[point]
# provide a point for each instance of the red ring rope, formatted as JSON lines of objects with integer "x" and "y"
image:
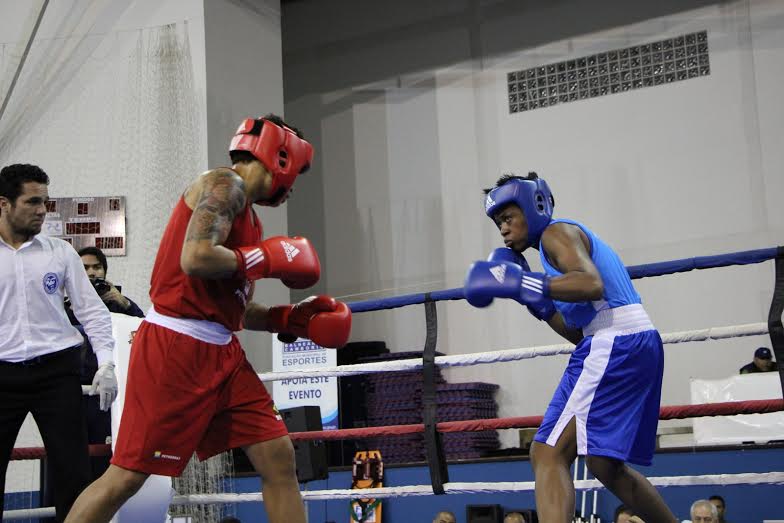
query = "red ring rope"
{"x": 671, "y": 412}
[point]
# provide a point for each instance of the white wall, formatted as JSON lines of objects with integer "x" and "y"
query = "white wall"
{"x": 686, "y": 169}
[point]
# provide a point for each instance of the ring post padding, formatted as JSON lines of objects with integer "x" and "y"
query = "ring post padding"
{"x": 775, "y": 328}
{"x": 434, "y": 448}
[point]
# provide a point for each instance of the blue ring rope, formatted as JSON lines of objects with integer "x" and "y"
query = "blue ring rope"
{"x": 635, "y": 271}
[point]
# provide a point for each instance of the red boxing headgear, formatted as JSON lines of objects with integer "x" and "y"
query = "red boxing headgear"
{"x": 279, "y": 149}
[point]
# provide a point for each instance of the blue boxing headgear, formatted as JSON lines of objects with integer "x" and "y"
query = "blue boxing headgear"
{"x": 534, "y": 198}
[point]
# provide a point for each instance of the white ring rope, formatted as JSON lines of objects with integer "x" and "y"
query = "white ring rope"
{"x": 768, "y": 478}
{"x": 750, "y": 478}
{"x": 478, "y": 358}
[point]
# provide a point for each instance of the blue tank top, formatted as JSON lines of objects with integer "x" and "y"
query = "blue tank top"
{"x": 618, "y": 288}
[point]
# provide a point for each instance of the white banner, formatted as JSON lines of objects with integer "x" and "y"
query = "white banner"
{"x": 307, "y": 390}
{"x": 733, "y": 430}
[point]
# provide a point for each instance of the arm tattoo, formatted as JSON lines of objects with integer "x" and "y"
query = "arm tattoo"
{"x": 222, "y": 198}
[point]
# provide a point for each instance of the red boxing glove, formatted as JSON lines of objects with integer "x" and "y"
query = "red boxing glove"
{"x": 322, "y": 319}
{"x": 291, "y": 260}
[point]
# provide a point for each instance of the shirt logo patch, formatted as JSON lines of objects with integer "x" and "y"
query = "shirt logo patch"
= = = = =
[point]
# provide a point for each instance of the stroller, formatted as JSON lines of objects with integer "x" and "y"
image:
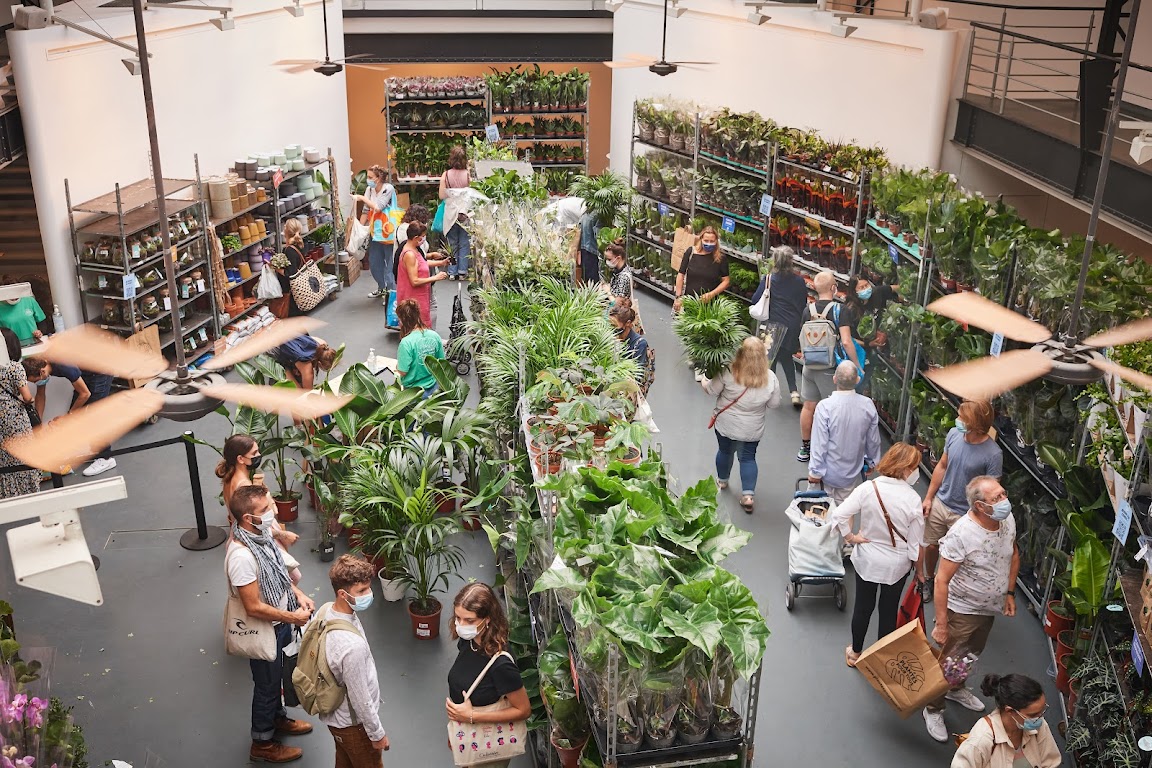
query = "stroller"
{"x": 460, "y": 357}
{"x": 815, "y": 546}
= = = = =
__WORK TO COMPLETE__
Pull out every line of the material that contains the string "banner", and copy each one in full. Case counts, so match only that exact capitalization.

__EXERCISE OUTPUT__
# provide a point for each instance of the white banner, formatted as JSON lines of objects with integer "x" and "y"
query = "white banner"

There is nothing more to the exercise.